#### [Extracted records]
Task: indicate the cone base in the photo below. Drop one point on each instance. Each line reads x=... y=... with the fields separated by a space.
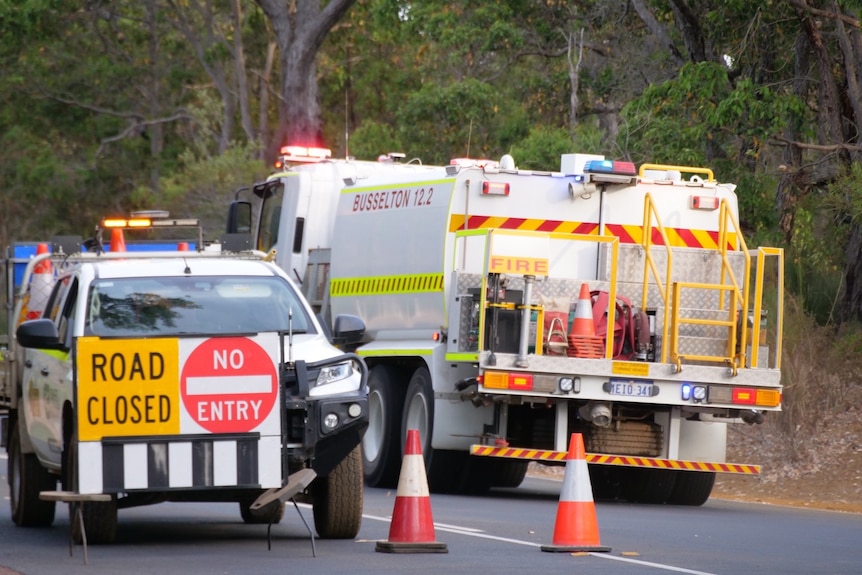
x=573 y=548
x=412 y=547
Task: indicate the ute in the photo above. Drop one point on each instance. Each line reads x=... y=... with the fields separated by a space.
x=507 y=309
x=174 y=371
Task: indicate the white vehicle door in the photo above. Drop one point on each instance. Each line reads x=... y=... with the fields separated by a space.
x=47 y=378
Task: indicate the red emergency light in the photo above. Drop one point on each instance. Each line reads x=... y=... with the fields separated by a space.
x=495 y=188
x=305 y=153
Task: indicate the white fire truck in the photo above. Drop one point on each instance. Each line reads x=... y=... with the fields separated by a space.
x=150 y=375
x=468 y=276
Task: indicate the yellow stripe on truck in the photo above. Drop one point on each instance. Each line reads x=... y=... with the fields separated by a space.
x=385 y=285
x=621 y=460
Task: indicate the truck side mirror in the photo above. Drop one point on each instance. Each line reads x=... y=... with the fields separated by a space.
x=348 y=329
x=239 y=218
x=38 y=334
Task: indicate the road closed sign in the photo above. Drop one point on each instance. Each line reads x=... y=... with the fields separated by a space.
x=229 y=385
x=127 y=387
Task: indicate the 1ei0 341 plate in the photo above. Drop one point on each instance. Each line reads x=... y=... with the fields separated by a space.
x=631 y=387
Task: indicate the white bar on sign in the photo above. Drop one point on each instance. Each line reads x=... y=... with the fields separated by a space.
x=228 y=385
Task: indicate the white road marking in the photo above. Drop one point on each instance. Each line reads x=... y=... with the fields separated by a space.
x=478 y=533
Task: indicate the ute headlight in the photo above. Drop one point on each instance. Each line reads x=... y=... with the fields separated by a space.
x=333 y=373
x=341 y=377
x=330 y=421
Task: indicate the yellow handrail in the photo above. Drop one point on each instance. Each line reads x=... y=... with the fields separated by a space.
x=646 y=243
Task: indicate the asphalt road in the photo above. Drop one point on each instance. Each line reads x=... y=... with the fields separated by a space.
x=500 y=533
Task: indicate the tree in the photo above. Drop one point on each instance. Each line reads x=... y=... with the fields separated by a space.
x=300 y=28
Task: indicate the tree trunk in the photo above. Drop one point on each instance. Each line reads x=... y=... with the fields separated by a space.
x=300 y=28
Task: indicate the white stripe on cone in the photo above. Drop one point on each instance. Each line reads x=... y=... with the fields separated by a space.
x=412 y=481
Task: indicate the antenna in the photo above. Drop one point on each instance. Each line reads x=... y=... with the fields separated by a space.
x=469 y=137
x=346 y=123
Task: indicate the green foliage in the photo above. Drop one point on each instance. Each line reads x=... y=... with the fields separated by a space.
x=444 y=122
x=372 y=139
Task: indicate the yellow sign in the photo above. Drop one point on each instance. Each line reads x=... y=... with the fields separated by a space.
x=127 y=387
x=630 y=368
x=518 y=265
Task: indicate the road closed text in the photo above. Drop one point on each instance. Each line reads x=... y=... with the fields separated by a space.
x=127 y=388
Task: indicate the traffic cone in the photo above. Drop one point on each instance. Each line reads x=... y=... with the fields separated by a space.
x=412 y=527
x=583 y=341
x=576 y=528
x=118 y=242
x=40 y=285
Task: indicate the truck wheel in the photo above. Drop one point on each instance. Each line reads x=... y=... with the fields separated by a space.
x=507 y=473
x=100 y=517
x=381 y=443
x=27 y=478
x=692 y=488
x=419 y=414
x=641 y=485
x=272 y=511
x=337 y=499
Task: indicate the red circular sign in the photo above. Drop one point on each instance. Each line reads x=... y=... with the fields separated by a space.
x=229 y=385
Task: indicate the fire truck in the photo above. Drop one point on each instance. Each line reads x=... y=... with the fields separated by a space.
x=507 y=309
x=174 y=371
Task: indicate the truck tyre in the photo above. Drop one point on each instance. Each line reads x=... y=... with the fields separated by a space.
x=271 y=512
x=27 y=478
x=337 y=499
x=100 y=517
x=508 y=473
x=653 y=486
x=381 y=443
x=692 y=488
x=419 y=414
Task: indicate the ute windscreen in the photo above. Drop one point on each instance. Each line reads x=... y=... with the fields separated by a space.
x=168 y=306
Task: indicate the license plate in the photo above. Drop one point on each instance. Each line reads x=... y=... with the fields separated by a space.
x=632 y=388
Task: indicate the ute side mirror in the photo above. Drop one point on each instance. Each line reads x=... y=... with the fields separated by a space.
x=239 y=217
x=38 y=334
x=348 y=329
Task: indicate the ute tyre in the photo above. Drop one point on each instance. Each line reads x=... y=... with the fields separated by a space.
x=692 y=488
x=337 y=499
x=27 y=478
x=381 y=458
x=272 y=512
x=100 y=517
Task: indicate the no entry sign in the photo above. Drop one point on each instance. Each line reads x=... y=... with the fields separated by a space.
x=229 y=385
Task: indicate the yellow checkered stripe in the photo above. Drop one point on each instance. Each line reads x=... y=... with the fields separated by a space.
x=622 y=460
x=628 y=234
x=383 y=285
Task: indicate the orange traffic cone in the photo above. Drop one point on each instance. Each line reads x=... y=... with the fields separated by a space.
x=40 y=285
x=118 y=242
x=583 y=341
x=576 y=528
x=412 y=526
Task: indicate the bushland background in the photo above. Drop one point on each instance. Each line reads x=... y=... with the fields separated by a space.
x=109 y=106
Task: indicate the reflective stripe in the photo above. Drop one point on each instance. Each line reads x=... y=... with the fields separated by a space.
x=383 y=285
x=621 y=460
x=628 y=234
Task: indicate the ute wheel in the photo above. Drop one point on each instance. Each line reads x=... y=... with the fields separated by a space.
x=381 y=458
x=692 y=488
x=27 y=478
x=641 y=485
x=100 y=517
x=337 y=499
x=272 y=512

#### [Description of the task]
Please set down the records above word for word and omit their pictures.

#### [Output for this exercise]
Task: indicate the cone base in the photo below. Drop one point on each instance. Each line reads x=... y=... with the fields separated by a space.
x=573 y=548
x=412 y=547
Task: indicate the ute in the photo above. Drop one point on each instance. Each line reads x=... y=... with the fields separated by a space.
x=507 y=309
x=174 y=371
Task: indicate the white vehicle door in the photo above. Drop one point on each instance. Each line reads x=... y=... with the fields separated by a space.
x=47 y=378
Task: indicate the red emergency light in the photo above. Drop one point on each instance. Each line reads x=... y=... with the fields separated by a space.
x=495 y=188
x=305 y=153
Task: indicate the white fire truck in the photo above. Drop one point on each instance. Each line reads x=... y=... with the fields separated by a space.
x=150 y=375
x=468 y=276
Task: indicate the yellow stripe on truck in the photo above. Drop one point on each instance. Each line reads x=... y=... with the fields separated by a space.
x=385 y=285
x=621 y=460
Task: indicate the truck side mirror in the photo above. Drop one point on each instance. Each line reads x=... y=... with the fields separated by a space.
x=348 y=329
x=239 y=218
x=38 y=334
Task: indicate the road closed sign in the photo above. Drop one point on each instance. Each line reads x=... y=... with the fields separated by a space.
x=229 y=385
x=127 y=387
Task: indicate the 1ei0 341 plate in the photo above. Drop one point on each instance. Each line reads x=... y=... with the fields separated by a space.
x=631 y=387
Task: indicate the white bar on sign in the photo above. Drop one point on each instance. Each line reads x=... y=... with the fields separated by a space.
x=228 y=385
Task: indicate the white road marking in the photo above. Drop one point on each instance. Each line reads x=... y=... with the fields separated by a space.
x=478 y=533
Task: indicate the ute headlight in the photo above. Drop one point on each instance. Each line reads x=... y=... with the fields separated by a space.
x=333 y=373
x=341 y=377
x=330 y=421
Task: indicate the yellow handrail in the photo above. Drop one point on each instance. Each line reads x=... y=... with the fields separated by a space.
x=646 y=243
Task: indicate the asphalt road in the photo above. Drop one point on each instance. Each line reads x=... y=... with the fields separated by a space.
x=500 y=533
Task: indicate the tree in the photo above. Drop one point on each instance. Each line reads x=... y=... with the fields separated by a space.
x=300 y=28
Task: indicate the tree trunk in the photo above. Drop one point on each instance. Each line reads x=... y=... with the fields separated by a space.
x=300 y=28
Task: indicate the white stripe on cone in the photo above. Drop one point on each instance. Each line reads x=... y=... with the fields separated by a space.
x=412 y=481
Task: indicate the antenna in the photo above. Drop one point on each instance. Each line reads x=... y=... with the fields separated by a space.
x=469 y=137
x=346 y=123
Task: indicate the green foliage in the photo above. Drop one point on each instance. Each line reads x=... y=... with the fields separated by a space.
x=444 y=122
x=372 y=139
Task: indicate the yellow sign in the photo above. Drop one point on each instance. Each line reads x=... y=... with the fields separated by a space.
x=127 y=387
x=630 y=368
x=518 y=265
Task: indicate the road closed text in the photo above. Drop one point on each instance. Each line reads x=... y=... with the fields separated by a space.
x=127 y=388
Task: indicate the traffic cone in the photo above. Drop one point on each instance. Each line reads x=... y=... with the fields separated by a space.
x=412 y=527
x=583 y=341
x=576 y=528
x=118 y=242
x=40 y=285
Task: indicate the truck wheel in the photo above. Drop one point on each instance. Each line reads x=... y=... with the fields separated by a space.
x=507 y=473
x=100 y=517
x=381 y=443
x=27 y=478
x=692 y=488
x=419 y=414
x=641 y=485
x=272 y=511
x=337 y=499
Task: indicate the red circular sign in the photo above. Drop one point on each instance. Each line reads x=... y=... with the fields separated by a space.
x=229 y=385
Task: indicate the fire truck in the photo above. Drop one point on each instance. Each line reads x=... y=... with the fields separated by a space.
x=507 y=309
x=174 y=371
Task: indicate the truck tyre in the photo above. Drop one point on each instance. Each line reads x=... y=... with the fields separated by a space.
x=271 y=512
x=27 y=478
x=337 y=499
x=100 y=517
x=508 y=473
x=653 y=486
x=381 y=443
x=692 y=488
x=419 y=414
Task: indicate the ute windscreen in the photo above. Drop one point on each instance. Each line reads x=... y=... with the fields separated by a space.
x=168 y=306
Task: indicate the license plate in the photo above. Drop one point on each instance. Each line reads x=... y=... with the fields separated by a space.
x=632 y=388
Task: indicate the ute side mirror in the photo above. Drop one point on each instance. Each line reads x=... y=... with the fields separated by a space.
x=239 y=217
x=38 y=334
x=348 y=329
Task: indicate the ute tyre in the photo above. Drop one point on each instance. Each line reads x=... y=... with the fields separated by a space.
x=692 y=488
x=337 y=499
x=27 y=478
x=381 y=458
x=272 y=512
x=100 y=517
Task: indicate the no entry sign in the photo above. Drop one point on each instance. Each line reads x=... y=... with the fields separated by a space.
x=229 y=385
Task: indicate the yellow checkered stripe in the photo above. Drop one point on each instance. Each line reads x=... y=... with the fields separated by a space.
x=622 y=460
x=628 y=234
x=383 y=285
Task: indicate the orange traffic cone in the photo above. Drop one point on each instance. Each line reads x=... y=... with the fields separated by a space.
x=40 y=285
x=118 y=242
x=583 y=341
x=576 y=528
x=412 y=526
Task: indicate the bushland background in the photo above. Drop one point on each instance. Each line reads x=... y=... with the fields separated by a space.
x=109 y=106
Task: indicate the reflective stripe in the photo above. Drop one point on each instance. Each line reads x=... y=... with the fields separated by a space.
x=383 y=285
x=621 y=460
x=628 y=234
Task: indicate the ute wheel in the photo above. Drop one point on each instance. Each line reads x=... y=... with the fields separated by a space.
x=381 y=458
x=692 y=488
x=27 y=478
x=641 y=485
x=100 y=517
x=337 y=499
x=272 y=512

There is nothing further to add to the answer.